* [Your goal]:
A faithful, word-for-word transcription of all the data is what is needed.

* [Exercise inputs]:
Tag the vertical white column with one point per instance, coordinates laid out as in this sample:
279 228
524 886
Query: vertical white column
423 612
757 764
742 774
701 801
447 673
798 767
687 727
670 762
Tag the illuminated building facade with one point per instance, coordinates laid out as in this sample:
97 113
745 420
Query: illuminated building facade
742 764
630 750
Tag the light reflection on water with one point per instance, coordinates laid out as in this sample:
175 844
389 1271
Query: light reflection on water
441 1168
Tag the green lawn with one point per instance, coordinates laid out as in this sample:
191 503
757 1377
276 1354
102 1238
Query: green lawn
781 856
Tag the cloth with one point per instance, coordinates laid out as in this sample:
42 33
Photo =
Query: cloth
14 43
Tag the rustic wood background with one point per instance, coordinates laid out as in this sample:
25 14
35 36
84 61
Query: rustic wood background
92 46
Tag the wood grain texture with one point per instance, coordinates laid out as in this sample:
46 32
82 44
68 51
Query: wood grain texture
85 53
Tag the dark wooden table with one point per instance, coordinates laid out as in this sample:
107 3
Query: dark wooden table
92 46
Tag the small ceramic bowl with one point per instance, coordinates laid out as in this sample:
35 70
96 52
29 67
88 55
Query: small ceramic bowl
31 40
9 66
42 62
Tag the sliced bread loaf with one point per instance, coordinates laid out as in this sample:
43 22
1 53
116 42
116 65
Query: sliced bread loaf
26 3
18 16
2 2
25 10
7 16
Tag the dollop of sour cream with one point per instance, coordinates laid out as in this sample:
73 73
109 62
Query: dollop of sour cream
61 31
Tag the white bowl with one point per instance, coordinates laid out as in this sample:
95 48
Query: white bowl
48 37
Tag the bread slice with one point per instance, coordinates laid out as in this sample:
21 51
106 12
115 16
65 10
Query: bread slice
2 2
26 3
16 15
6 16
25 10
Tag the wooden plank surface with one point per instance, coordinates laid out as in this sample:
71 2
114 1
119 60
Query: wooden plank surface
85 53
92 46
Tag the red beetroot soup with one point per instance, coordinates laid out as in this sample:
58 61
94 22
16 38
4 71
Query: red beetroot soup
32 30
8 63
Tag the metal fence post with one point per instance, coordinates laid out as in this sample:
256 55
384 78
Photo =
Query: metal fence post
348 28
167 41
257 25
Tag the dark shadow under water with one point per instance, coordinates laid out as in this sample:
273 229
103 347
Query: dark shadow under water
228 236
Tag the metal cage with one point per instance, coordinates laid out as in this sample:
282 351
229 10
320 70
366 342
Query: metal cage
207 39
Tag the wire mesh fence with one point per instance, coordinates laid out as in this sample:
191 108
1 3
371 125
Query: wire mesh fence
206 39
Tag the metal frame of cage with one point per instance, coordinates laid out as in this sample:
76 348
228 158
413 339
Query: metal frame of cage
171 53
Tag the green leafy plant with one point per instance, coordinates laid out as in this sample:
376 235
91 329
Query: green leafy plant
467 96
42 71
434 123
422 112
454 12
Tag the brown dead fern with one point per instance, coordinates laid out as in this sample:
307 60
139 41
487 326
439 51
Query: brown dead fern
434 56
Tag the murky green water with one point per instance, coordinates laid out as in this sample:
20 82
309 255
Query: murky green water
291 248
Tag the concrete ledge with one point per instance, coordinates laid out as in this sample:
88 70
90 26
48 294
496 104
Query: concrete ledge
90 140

* [Result]:
Tag the vertical white column with one point per instance, coordinates laid out as in this sample:
279 228
524 886
Query: vertical white column
423 612
757 764
742 774
701 801
447 673
798 767
687 727
670 762
Tag the illuminated building facade with one point per instance, coordinates laid out as in this sample:
97 113
745 420
Query: illuminated building facade
742 764
630 750
Tag the light reflection on water with one point per instance, coordinates laid out as in this sample:
175 844
389 1271
Query: light reflection on water
441 1168
Tag the green lawn with one point per instance, coordinates laid out as in this sample:
191 503
757 1377
276 1354
102 1238
Query: green lawn
781 856
Tag the cloth with one point per instance, coordinates laid out as in this sample:
42 33
Photo =
Query: cloth
14 43
Tag the rustic wood background with one point per instance, coordinates laid out as in this sample:
25 14
35 36
84 61
Query: rustic wood background
92 46
Tag the wood grain texture with one point per instance, coordinates laid out as in this sample:
46 32
82 44
68 51
Query: wood grain texture
85 53
Tag the dark wooden table with one point per instance, coordinates laid out as in this sample:
107 3
Query: dark wooden table
92 46
Tag the small ceramic bowl with one point per instance, coordinates laid out as in this sample:
35 70
96 52
29 67
88 55
Query: small ceramic bowl
31 40
9 66
42 62
Tag the sliced bread loaf with one point per instance, coordinates laid out as in this sample:
43 22
1 53
116 42
116 65
Query: sliced bread loaf
26 3
18 16
2 2
25 10
7 16
Tag the dollop of sour cream with one point per instance, coordinates laid out as in this sample:
73 73
109 62
Query: dollop of sour cream
61 31
Tag the white bowl with one point per instance, coordinates laid out as in this sample:
95 48
Query: white bowl
48 37
Tag the bread slice with one point per instance, coordinates laid out as in this sample:
21 51
106 12
115 16
65 10
Query: bread slice
2 2
26 3
16 15
6 16
25 10
Tag the wooden plank surface with one point per instance, coordinates laid out as in this sample:
71 2
114 1
119 60
Query: wooden plank surface
85 53
92 46
Tag the red beetroot soup with one point per instance, coordinates laid out as in this sample:
58 61
94 22
16 38
4 71
Query: red beetroot soup
32 30
8 63
Tag the metal fence post with one point per instance, coordinates laid out as in this sample:
256 55
384 78
Photo =
Query: metal fence post
348 28
167 41
257 25
Tag the dark shadow under water with one point per instance, coordinates laid out as in this sample:
273 229
103 347
Query: dark shadow under water
228 236
Tag the metal cage with one point per instance, coordinates laid out as in this sample:
282 351
229 10
320 70
366 342
Query: metal cage
207 39
Tag the wire mesh fence with one point per instance, coordinates laid out as in this sample:
191 108
1 3
371 125
Query: wire mesh fence
206 39
Tag the metal frame of cage with one point per instance, coordinates laid out as in this sample:
76 348
228 158
413 339
Query: metal frame of cage
171 53
Tag the green leafy plant with one point per instance, coordinates laid out as in this sample:
376 235
91 329
Query: green leafy plant
467 96
42 71
434 123
422 112
454 12
Tag the brown dead fern with one point per instance, coordinates laid out as in this sample:
307 60
139 41
487 326
439 51
Query: brown dead fern
434 56
Tag the murky green water with one point per instance, coordinates laid out as in this sample:
20 82
309 255
Query: murky green water
291 248
Tag the concrete ledge with one point per instance, coordinates laid out as in this sample:
88 70
90 26
48 294
496 104
Query: concrete ledge
90 140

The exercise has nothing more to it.